- _Given request_: Reproduce every one of the following rows verbatim, omitting the pictures.
============
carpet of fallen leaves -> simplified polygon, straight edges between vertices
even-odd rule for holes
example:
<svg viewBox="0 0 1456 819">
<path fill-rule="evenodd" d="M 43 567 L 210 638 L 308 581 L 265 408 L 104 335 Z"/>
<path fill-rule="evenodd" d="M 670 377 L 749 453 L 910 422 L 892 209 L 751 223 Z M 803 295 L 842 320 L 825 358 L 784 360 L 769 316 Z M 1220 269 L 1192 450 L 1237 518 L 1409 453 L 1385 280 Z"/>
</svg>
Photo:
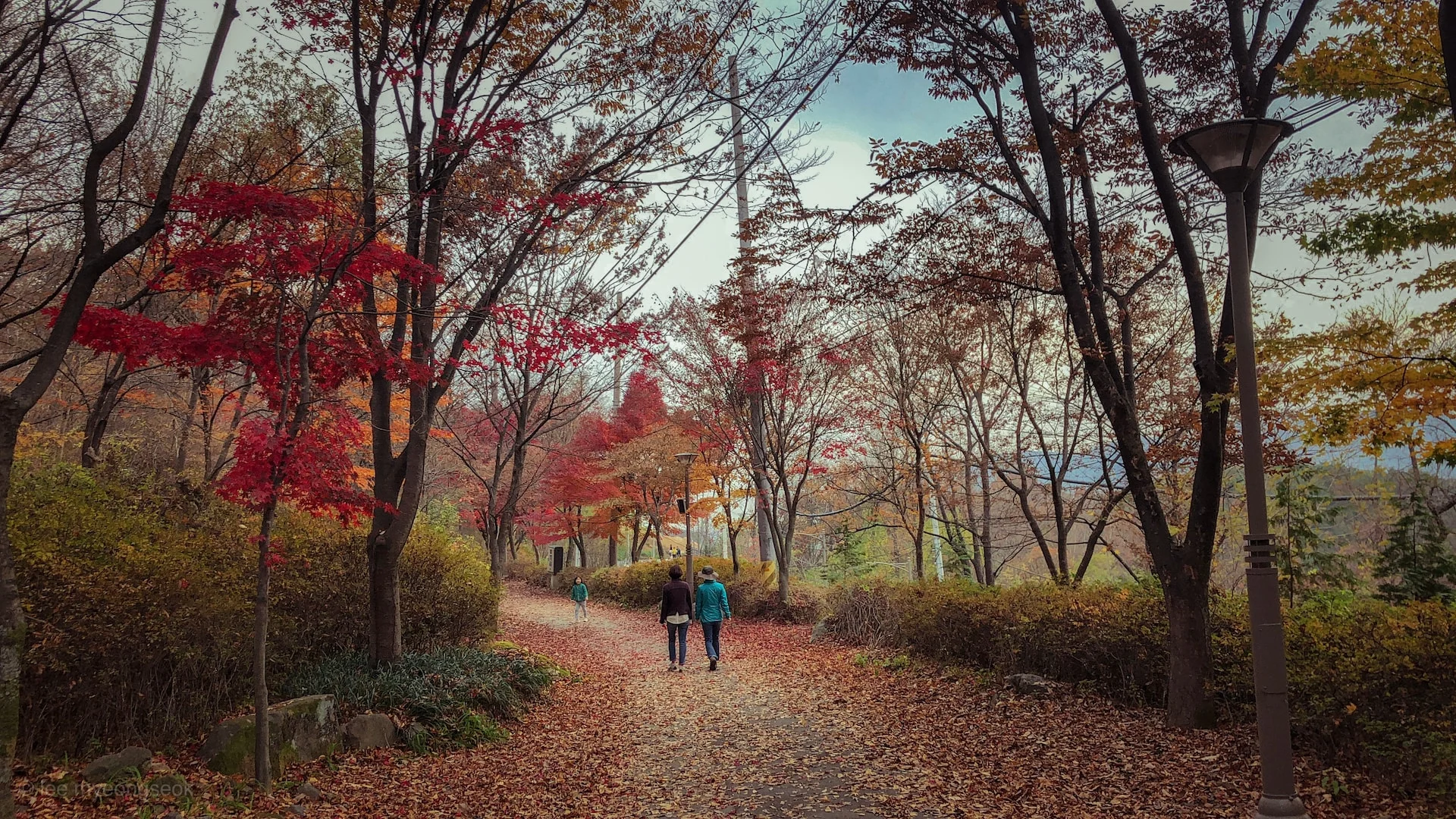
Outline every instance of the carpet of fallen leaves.
<svg viewBox="0 0 1456 819">
<path fill-rule="evenodd" d="M 329 818 L 1246 818 L 1258 796 L 1252 732 L 1179 732 L 1152 710 L 1070 691 L 1019 697 L 939 667 L 888 672 L 856 650 L 810 646 L 808 630 L 731 622 L 724 663 L 700 640 L 667 670 L 652 614 L 511 586 L 504 637 L 575 672 L 507 742 L 446 755 L 376 751 L 294 767 Z M 699 637 L 696 628 L 692 637 Z M 859 656 L 862 659 L 862 656 Z M 1437 819 L 1344 775 L 1326 793 L 1302 765 L 1312 819 Z M 159 764 L 162 767 L 163 764 Z M 229 783 L 182 756 L 169 769 L 220 793 Z M 58 775 L 52 772 L 51 777 Z M 128 799 L 55 800 L 17 788 L 22 816 L 162 816 Z M 291 816 L 285 791 L 188 806 L 185 816 Z"/>
</svg>

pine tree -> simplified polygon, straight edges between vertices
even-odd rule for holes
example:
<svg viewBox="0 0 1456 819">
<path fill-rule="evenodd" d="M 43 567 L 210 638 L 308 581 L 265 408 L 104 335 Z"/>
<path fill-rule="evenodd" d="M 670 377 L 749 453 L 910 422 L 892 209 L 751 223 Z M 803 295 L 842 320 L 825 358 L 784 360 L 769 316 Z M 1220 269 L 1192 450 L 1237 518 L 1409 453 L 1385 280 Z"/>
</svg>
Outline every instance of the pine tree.
<svg viewBox="0 0 1456 819">
<path fill-rule="evenodd" d="M 1446 525 L 1418 494 L 1399 509 L 1401 519 L 1374 561 L 1376 577 L 1389 579 L 1380 583 L 1380 596 L 1392 603 L 1456 600 L 1456 554 L 1447 545 Z"/>
<path fill-rule="evenodd" d="M 1286 474 L 1274 484 L 1274 506 L 1284 517 L 1284 548 L 1278 549 L 1278 571 L 1289 602 L 1313 589 L 1348 589 L 1356 576 L 1340 544 L 1325 535 L 1338 510 L 1329 493 L 1313 479 L 1309 466 Z"/>
</svg>

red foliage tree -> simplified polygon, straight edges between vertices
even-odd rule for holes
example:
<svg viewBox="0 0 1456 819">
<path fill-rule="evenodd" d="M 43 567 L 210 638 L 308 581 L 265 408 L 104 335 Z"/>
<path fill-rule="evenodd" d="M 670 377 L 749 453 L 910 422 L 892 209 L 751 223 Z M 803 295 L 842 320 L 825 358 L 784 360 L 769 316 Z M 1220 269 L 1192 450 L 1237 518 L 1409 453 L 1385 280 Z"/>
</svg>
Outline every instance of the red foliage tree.
<svg viewBox="0 0 1456 819">
<path fill-rule="evenodd" d="M 360 332 L 361 303 L 379 275 L 425 280 L 428 268 L 355 229 L 349 210 L 328 200 L 261 185 L 202 184 L 179 197 L 178 217 L 160 235 L 172 264 L 157 290 L 211 293 L 215 309 L 192 324 L 166 324 L 111 307 L 87 307 L 76 341 L 179 370 L 242 366 L 265 412 L 240 430 L 237 458 L 218 494 L 259 513 L 258 596 L 253 622 L 255 761 L 268 759 L 268 580 L 284 563 L 272 539 L 280 504 L 354 520 L 373 509 L 357 485 L 351 449 L 363 426 L 341 388 L 400 361 Z"/>
</svg>

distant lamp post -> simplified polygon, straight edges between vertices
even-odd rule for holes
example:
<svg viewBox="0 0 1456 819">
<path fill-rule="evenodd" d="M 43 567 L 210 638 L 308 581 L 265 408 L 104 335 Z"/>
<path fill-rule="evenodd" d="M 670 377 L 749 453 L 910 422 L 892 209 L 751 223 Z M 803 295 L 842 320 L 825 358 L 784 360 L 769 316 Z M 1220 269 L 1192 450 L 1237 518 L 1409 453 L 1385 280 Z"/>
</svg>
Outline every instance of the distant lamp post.
<svg viewBox="0 0 1456 819">
<path fill-rule="evenodd" d="M 683 465 L 683 542 L 687 554 L 687 602 L 693 602 L 693 461 L 696 452 L 678 452 L 673 458 Z"/>
<path fill-rule="evenodd" d="M 1175 138 L 1169 150 L 1192 159 L 1223 191 L 1229 227 L 1229 293 L 1233 302 L 1233 345 L 1239 377 L 1239 431 L 1243 439 L 1243 487 L 1249 533 L 1243 536 L 1254 628 L 1254 697 L 1259 721 L 1259 775 L 1264 794 L 1255 819 L 1303 819 L 1309 815 L 1294 787 L 1294 752 L 1289 729 L 1289 673 L 1284 663 L 1284 618 L 1280 612 L 1274 538 L 1268 533 L 1264 495 L 1264 437 L 1254 360 L 1254 294 L 1249 286 L 1249 235 L 1243 191 L 1294 133 L 1278 119 L 1230 119 Z"/>
</svg>

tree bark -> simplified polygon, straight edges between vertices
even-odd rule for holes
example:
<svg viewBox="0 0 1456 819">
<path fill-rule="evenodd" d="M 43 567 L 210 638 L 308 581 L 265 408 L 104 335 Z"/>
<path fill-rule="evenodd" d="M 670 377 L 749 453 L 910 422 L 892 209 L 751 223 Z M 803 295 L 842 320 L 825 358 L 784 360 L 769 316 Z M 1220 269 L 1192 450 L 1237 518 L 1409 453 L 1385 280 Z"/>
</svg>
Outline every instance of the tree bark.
============
- _Task output_:
carpet of fallen leaves -> simplified polygon, straight edges between vertices
even-odd rule for holes
example:
<svg viewBox="0 0 1456 819">
<path fill-rule="evenodd" d="M 43 567 L 210 638 L 308 581 L 265 408 L 104 335 Z"/>
<path fill-rule="evenodd" d="M 670 377 L 749 453 L 910 422 L 892 209 L 751 223 Z M 803 295 L 842 320 L 825 358 L 784 360 L 769 316 Z M 1220 269 L 1192 450 L 1237 518 L 1409 453 L 1385 280 Z"/>
</svg>
Photo:
Outline every instance of the carpet of fallen leaves.
<svg viewBox="0 0 1456 819">
<path fill-rule="evenodd" d="M 329 818 L 1246 818 L 1258 796 L 1252 732 L 1179 732 L 1152 710 L 1070 691 L 1019 697 L 939 667 L 888 672 L 856 650 L 810 646 L 808 630 L 731 622 L 724 663 L 700 640 L 667 670 L 652 614 L 511 586 L 504 637 L 575 672 L 507 742 L 446 755 L 376 751 L 294 767 Z M 699 637 L 696 628 L 692 637 Z M 859 656 L 862 659 L 862 656 Z M 1437 819 L 1344 775 L 1326 793 L 1302 765 L 1312 819 Z M 159 764 L 162 767 L 163 764 Z M 229 783 L 182 756 L 169 769 L 220 793 Z M 58 775 L 52 772 L 51 777 Z M 128 799 L 55 800 L 17 788 L 22 816 L 162 816 Z M 291 816 L 285 791 L 188 806 L 185 816 Z"/>
</svg>

pine tree -> simplified polygon, straight edges between vertices
even-odd rule for holes
example:
<svg viewBox="0 0 1456 819">
<path fill-rule="evenodd" d="M 43 567 L 210 638 L 308 581 L 265 408 L 104 335 Z"/>
<path fill-rule="evenodd" d="M 670 377 L 749 453 L 910 422 L 892 209 L 751 223 Z M 803 295 L 842 320 L 825 358 L 784 360 L 769 316 Z M 1220 269 L 1192 450 L 1237 518 L 1409 453 L 1385 280 Z"/>
</svg>
Outline every instance of the pine tree.
<svg viewBox="0 0 1456 819">
<path fill-rule="evenodd" d="M 1446 525 L 1418 494 L 1399 509 L 1401 519 L 1374 561 L 1376 577 L 1389 579 L 1380 583 L 1380 596 L 1392 603 L 1456 600 L 1456 554 L 1447 545 Z"/>
<path fill-rule="evenodd" d="M 1286 474 L 1274 484 L 1274 506 L 1284 517 L 1284 548 L 1278 549 L 1278 571 L 1289 602 L 1313 589 L 1348 589 L 1356 576 L 1340 544 L 1325 535 L 1338 510 L 1329 493 L 1313 479 L 1309 466 Z"/>
</svg>

red foliage tree -> simplified polygon, straight edges between vertices
even-odd rule for holes
example:
<svg viewBox="0 0 1456 819">
<path fill-rule="evenodd" d="M 43 567 L 210 638 L 308 581 L 265 408 L 104 335 Z"/>
<path fill-rule="evenodd" d="M 670 377 L 749 453 L 910 422 L 892 209 L 751 223 Z M 803 295 L 842 320 L 825 358 L 784 360 L 769 316 Z M 1220 269 L 1192 450 L 1237 518 L 1409 453 L 1385 280 Z"/>
</svg>
Outline every instance of the red foliage tree.
<svg viewBox="0 0 1456 819">
<path fill-rule="evenodd" d="M 360 332 L 361 303 L 379 275 L 425 280 L 428 268 L 355 229 L 349 210 L 328 200 L 261 185 L 202 184 L 179 197 L 178 217 L 160 235 L 172 264 L 157 290 L 211 293 L 215 309 L 192 324 L 166 324 L 111 307 L 87 307 L 76 341 L 179 370 L 242 366 L 265 412 L 240 430 L 237 458 L 218 494 L 259 513 L 258 596 L 253 622 L 255 761 L 268 759 L 268 580 L 284 563 L 272 539 L 280 504 L 354 520 L 373 509 L 357 485 L 351 449 L 363 426 L 341 388 L 400 361 Z"/>
</svg>

distant lamp post -> simplified polygon, straight edges between vertices
even-odd rule for holes
example:
<svg viewBox="0 0 1456 819">
<path fill-rule="evenodd" d="M 43 567 L 210 638 L 308 581 L 265 408 L 104 335 Z"/>
<path fill-rule="evenodd" d="M 670 377 L 749 453 L 910 422 L 892 209 L 751 223 Z M 803 295 L 842 320 L 825 358 L 784 360 L 769 316 Z M 1220 269 L 1192 450 L 1237 518 L 1409 453 L 1385 280 Z"/>
</svg>
Outline every instance of the distant lamp post.
<svg viewBox="0 0 1456 819">
<path fill-rule="evenodd" d="M 683 465 L 683 542 L 687 554 L 687 602 L 693 602 L 693 461 L 696 452 L 678 452 L 673 458 Z"/>
<path fill-rule="evenodd" d="M 1175 138 L 1169 150 L 1192 159 L 1223 191 L 1229 227 L 1229 293 L 1233 302 L 1233 345 L 1239 377 L 1239 431 L 1243 439 L 1243 487 L 1249 533 L 1243 536 L 1254 628 L 1254 697 L 1259 721 L 1259 775 L 1264 794 L 1255 819 L 1303 819 L 1309 815 L 1294 787 L 1294 752 L 1289 729 L 1289 673 L 1284 663 L 1284 618 L 1280 612 L 1274 538 L 1268 533 L 1264 495 L 1264 437 L 1254 360 L 1254 294 L 1249 286 L 1249 235 L 1243 191 L 1294 133 L 1278 119 L 1230 119 Z"/>
</svg>

tree bark -> simplified polygon, straight edges between vertices
even-odd rule for holes
example:
<svg viewBox="0 0 1456 819">
<path fill-rule="evenodd" d="M 43 567 L 210 638 L 308 581 L 265 408 L 104 335 Z"/>
<path fill-rule="evenodd" d="M 670 377 L 749 453 L 910 422 L 892 209 L 751 223 Z M 803 295 L 842 320 L 825 358 L 784 360 L 769 316 Z M 1220 269 L 1192 450 L 1237 518 L 1409 453 L 1385 280 Z"/>
</svg>
Outline every instance of the tree bark.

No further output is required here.